» Exercise instructions: What follows is a set of records. Repeat every one of them exactly.

*** Opening of Exercise material ***

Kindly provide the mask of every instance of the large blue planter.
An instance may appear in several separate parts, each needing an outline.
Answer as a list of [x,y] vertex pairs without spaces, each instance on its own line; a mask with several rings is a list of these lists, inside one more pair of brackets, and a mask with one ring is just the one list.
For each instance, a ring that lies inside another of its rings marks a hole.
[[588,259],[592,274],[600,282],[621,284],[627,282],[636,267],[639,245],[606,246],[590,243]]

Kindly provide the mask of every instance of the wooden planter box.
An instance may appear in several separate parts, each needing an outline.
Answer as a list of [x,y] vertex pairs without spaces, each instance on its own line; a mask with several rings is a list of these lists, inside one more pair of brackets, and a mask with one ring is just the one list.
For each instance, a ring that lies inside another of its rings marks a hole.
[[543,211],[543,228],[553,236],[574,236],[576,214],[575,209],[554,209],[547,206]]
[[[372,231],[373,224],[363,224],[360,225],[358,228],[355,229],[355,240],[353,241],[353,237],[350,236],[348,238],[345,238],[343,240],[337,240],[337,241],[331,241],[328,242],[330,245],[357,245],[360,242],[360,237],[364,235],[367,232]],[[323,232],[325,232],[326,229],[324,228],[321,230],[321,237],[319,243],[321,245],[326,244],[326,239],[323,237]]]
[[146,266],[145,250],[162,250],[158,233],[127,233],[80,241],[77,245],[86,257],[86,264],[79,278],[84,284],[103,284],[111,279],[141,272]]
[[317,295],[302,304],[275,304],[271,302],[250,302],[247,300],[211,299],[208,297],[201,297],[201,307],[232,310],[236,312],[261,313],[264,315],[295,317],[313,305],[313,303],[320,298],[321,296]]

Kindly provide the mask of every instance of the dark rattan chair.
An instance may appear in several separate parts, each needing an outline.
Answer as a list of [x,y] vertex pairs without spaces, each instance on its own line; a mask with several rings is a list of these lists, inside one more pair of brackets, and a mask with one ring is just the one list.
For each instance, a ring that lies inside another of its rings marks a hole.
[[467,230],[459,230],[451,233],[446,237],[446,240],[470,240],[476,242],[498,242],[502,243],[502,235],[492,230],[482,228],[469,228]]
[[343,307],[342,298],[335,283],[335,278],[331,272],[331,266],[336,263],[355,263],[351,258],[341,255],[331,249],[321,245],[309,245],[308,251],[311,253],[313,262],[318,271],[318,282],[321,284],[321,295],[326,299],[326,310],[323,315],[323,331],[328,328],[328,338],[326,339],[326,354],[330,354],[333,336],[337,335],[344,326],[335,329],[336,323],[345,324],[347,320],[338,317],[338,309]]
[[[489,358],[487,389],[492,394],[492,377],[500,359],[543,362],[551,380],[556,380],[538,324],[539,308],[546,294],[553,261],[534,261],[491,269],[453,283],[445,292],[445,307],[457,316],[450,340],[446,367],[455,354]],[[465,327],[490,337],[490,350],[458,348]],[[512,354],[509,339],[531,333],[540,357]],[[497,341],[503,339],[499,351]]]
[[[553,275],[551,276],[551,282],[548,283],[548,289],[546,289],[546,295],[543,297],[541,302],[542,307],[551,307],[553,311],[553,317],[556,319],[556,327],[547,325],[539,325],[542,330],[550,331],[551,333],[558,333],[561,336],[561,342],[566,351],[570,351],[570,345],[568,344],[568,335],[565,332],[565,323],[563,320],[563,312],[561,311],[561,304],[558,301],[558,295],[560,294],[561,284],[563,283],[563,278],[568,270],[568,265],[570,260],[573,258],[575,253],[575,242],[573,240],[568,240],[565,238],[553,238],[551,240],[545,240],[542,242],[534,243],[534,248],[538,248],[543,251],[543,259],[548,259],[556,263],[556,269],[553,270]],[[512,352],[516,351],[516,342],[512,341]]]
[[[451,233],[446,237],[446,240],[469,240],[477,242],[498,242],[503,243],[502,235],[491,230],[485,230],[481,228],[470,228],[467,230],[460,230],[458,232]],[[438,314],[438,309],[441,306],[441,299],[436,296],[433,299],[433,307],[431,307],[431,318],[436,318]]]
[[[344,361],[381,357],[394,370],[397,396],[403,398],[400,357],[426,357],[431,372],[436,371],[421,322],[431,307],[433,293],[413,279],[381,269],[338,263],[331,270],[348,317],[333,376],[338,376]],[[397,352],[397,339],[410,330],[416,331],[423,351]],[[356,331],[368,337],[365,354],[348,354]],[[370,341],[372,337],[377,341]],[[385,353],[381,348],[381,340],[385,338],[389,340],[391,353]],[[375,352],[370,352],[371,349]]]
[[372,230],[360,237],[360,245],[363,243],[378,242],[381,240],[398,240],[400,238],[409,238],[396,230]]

*** Close of Exercise material ***

» Written response:
Kindly provide the mask of every instance of the large blue planter.
An instance may appear in several separate parts, each needing an outline.
Answer as a list of [x,y] vertex pairs without spaces, each instance on its own line; a mask with several rings is a list of these lists, inside one more pair of brackets, and a mask with one ring is just the one list.
For each instance, a ring that lies inside another of its rings marks a hole.
[[588,259],[592,274],[600,282],[621,284],[627,282],[636,267],[639,245],[606,246],[590,243]]

Kindly provide the mask of every instance of the wooden planter box.
An instance may appear in several separate parts, each needing an outline.
Answer as a list of [x,y] vertex pairs without spaces, each instance on its own line; a mask with several rings is a list of these lists, inside one more pair of brackets, and a mask with one ring is just the one list.
For each instance, a ring that lies inside another of its rings marks a hole.
[[543,211],[543,228],[553,236],[574,236],[576,214],[575,209],[554,209],[547,206]]
[[[372,231],[373,224],[363,224],[360,225],[358,228],[355,229],[355,240],[353,241],[353,237],[350,236],[348,238],[345,238],[343,240],[337,240],[337,241],[331,241],[328,242],[330,245],[357,245],[360,242],[360,237],[364,235],[367,232]],[[323,232],[325,232],[326,229],[324,228],[321,230],[321,237],[319,243],[321,245],[326,244],[326,239],[323,237]]]
[[146,266],[145,250],[162,250],[158,233],[127,233],[80,241],[77,245],[86,257],[86,264],[79,278],[84,284],[103,284],[111,279],[141,272]]
[[317,295],[302,304],[275,304],[271,302],[250,302],[247,300],[211,299],[208,297],[201,297],[201,307],[232,310],[236,312],[261,313],[264,315],[295,317],[313,305],[313,303],[320,298],[321,296]]

Kindly provide the mask of every instance of the dark rattan chair.
An instance may appear in several separate parts, each needing an outline.
Answer as a list of [x,y] vertex pairs without spaces, each instance on its own line; a mask with several rings is a list of these lists, inside one more pair of brackets, and a mask with one ring is just the one list.
For each instance, a ring that lies inside another of its rings marks a hole.
[[467,230],[459,230],[451,233],[446,237],[446,240],[470,240],[476,242],[498,242],[502,243],[502,235],[492,230],[482,228],[469,228]]
[[343,307],[342,298],[335,283],[335,278],[331,272],[331,266],[336,263],[355,263],[351,258],[341,255],[331,249],[321,245],[309,245],[308,251],[311,253],[313,262],[318,271],[318,282],[321,284],[321,295],[326,299],[326,310],[323,315],[323,331],[328,328],[328,338],[326,339],[326,354],[330,354],[333,336],[337,335],[344,326],[335,329],[336,323],[345,324],[347,320],[338,317],[338,309]]
[[[489,358],[487,389],[492,394],[492,377],[500,359],[543,362],[551,380],[556,380],[538,324],[539,308],[546,294],[553,261],[534,261],[491,269],[453,283],[445,292],[445,307],[457,316],[450,340],[446,367],[455,354]],[[465,327],[490,337],[490,350],[458,348]],[[512,354],[509,339],[531,333],[540,357]],[[497,341],[503,339],[499,351]]]
[[[553,275],[551,276],[551,282],[548,283],[548,289],[546,289],[546,295],[543,297],[541,302],[542,307],[551,307],[553,311],[553,317],[556,319],[556,327],[547,325],[539,325],[542,330],[550,331],[551,333],[558,333],[561,336],[561,342],[566,351],[570,351],[570,345],[568,344],[568,335],[565,332],[565,323],[563,320],[563,312],[561,311],[561,304],[558,301],[558,295],[560,294],[561,284],[563,283],[563,278],[568,270],[568,265],[570,260],[573,258],[575,253],[575,242],[573,240],[568,240],[565,238],[553,238],[551,240],[545,240],[542,242],[534,243],[534,248],[538,248],[543,251],[543,259],[548,259],[556,263],[556,269],[553,270]],[[512,352],[516,351],[516,342],[512,341]]]
[[[451,233],[446,237],[446,240],[469,240],[477,242],[498,242],[503,243],[502,235],[491,230],[485,230],[481,228],[470,228],[467,230],[460,230],[458,232]],[[438,314],[438,309],[441,306],[441,299],[436,296],[433,299],[433,307],[431,307],[431,318],[436,318]]]
[[[344,361],[381,357],[394,370],[397,396],[403,398],[400,357],[426,357],[431,372],[436,371],[421,322],[431,307],[433,293],[413,279],[381,269],[338,263],[331,270],[348,317],[333,376],[338,376]],[[397,352],[397,339],[410,330],[416,331],[423,351]],[[356,331],[368,337],[365,354],[348,354]],[[370,341],[372,337],[377,341]],[[385,353],[381,348],[381,340],[385,338],[389,340],[391,353]],[[375,352],[370,352],[371,349]]]
[[372,230],[360,237],[360,245],[363,243],[378,242],[381,240],[398,240],[400,238],[409,238],[396,230]]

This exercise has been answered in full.